** START OF Data shown **
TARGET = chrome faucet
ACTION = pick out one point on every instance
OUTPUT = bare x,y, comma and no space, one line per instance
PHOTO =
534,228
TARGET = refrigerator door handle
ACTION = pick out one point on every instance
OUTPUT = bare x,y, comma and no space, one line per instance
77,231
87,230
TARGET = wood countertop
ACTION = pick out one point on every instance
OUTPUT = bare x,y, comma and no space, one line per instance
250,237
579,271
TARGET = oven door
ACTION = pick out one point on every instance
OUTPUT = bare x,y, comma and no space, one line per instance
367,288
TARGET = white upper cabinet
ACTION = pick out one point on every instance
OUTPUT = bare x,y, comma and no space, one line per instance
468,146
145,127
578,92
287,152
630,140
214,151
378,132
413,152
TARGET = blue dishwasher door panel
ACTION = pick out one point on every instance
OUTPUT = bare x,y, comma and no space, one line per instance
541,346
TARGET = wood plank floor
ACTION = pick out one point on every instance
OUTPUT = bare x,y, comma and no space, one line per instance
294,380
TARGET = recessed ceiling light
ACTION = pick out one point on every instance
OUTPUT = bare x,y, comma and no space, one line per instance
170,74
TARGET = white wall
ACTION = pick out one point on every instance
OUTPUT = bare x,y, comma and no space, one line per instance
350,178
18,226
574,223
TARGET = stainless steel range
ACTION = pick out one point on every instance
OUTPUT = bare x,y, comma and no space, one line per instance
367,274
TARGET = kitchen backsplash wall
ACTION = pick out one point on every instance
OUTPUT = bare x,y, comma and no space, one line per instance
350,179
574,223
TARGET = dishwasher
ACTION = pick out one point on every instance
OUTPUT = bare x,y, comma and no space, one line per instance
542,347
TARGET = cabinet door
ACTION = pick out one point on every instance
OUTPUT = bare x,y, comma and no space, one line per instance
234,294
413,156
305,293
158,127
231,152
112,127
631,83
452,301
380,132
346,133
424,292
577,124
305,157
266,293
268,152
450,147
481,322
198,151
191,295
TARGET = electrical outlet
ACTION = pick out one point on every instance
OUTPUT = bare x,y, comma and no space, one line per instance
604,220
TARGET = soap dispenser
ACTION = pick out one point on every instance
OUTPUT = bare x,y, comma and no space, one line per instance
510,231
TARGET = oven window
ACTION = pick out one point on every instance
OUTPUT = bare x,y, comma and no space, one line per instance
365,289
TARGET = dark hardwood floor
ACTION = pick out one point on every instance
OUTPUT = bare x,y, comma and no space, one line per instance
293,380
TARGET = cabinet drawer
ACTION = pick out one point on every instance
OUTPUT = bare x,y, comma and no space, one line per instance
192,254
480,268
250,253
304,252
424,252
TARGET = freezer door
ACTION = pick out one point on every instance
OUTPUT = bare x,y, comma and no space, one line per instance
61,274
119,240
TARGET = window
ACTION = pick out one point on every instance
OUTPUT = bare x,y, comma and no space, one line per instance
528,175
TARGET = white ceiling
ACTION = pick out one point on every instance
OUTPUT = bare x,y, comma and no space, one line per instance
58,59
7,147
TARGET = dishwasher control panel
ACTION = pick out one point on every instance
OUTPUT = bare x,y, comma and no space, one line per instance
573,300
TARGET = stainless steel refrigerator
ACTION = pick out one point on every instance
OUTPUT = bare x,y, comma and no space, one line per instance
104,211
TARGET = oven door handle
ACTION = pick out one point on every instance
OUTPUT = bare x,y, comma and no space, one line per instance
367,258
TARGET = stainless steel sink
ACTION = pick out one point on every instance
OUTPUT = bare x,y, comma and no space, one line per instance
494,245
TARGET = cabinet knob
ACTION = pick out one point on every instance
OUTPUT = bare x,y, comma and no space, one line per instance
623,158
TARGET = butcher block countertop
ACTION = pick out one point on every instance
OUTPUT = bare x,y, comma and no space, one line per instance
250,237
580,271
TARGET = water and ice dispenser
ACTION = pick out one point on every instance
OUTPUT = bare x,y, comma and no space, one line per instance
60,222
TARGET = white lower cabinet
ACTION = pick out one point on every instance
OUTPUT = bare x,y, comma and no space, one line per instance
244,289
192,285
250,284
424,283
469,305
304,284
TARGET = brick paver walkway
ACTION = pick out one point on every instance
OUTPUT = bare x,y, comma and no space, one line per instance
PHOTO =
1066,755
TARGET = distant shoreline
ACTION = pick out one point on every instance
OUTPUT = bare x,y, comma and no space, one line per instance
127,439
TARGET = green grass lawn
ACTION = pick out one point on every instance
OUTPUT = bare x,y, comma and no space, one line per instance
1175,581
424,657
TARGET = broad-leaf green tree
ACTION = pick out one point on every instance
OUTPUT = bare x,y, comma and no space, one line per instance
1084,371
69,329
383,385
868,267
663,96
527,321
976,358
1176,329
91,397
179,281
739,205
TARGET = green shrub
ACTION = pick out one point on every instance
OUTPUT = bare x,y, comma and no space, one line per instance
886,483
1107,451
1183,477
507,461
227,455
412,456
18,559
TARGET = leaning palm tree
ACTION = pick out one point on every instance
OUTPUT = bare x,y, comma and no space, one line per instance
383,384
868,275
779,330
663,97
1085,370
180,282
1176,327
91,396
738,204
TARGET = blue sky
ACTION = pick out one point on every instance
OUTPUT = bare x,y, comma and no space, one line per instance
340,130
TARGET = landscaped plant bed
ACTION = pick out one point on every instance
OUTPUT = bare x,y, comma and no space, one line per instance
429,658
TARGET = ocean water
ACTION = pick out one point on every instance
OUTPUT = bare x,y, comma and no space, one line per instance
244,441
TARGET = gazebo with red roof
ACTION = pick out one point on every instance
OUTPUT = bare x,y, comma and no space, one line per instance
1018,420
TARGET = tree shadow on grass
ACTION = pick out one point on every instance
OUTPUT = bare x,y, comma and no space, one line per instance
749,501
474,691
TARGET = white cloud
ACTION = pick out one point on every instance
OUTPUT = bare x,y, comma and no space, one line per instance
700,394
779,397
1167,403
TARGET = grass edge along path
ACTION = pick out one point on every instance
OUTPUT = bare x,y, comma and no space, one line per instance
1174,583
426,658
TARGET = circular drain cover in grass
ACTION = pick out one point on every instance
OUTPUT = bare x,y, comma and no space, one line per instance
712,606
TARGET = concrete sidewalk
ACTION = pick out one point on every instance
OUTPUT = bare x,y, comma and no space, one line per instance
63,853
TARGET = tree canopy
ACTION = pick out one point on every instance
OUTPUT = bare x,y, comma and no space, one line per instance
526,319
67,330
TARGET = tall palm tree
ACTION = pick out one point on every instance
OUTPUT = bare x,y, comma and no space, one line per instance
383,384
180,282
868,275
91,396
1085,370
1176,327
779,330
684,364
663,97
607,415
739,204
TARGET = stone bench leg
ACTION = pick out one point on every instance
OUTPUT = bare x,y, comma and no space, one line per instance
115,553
** END OF Data shown **
## Task to complete
Can you rewrite the records from the line containing "TARGET = grass edge along path" through the final line, and only those lines, with the request lines unchanged and every x,y coordinate in the answers multiplied by 1.15 and rounded to a whole number, halves going up?

## Output of the exercise
TARGET = grass edge along path
ACTION = pick out one point on every instance
OUTPUT = bare x,y, comma and no space, one line per instance
1350,670
490,757
TARGET = circular drain cover in grass
ACTION = pick out one point on every instance
OUTPUT = bare x,y, comma and no space, one line per instance
819,697
TARGET = concrete sidewalk
ACTION = pick out one point on every instance
OUTPUT = bare x,y, comma and no space, one line per instance
72,981
TARGET = tree canopy
ACTION = pick out one point on every instance
OUTPUT = bare x,y, comma and no space, one line per instance
605,367
77,380
TARGET = tall palm tree
ACTION = pick out one point on every instance
OUTPUT = bare x,y, comma and no space, one line per instance
440,442
207,324
998,316
105,455
1248,426
1352,376
896,380
787,419
762,112
698,477
850,235
TARGET = stone bench leg
ACTION = pick out one point on every instance
OUTPUT = bare x,y, comma and no space, one line per instance
132,636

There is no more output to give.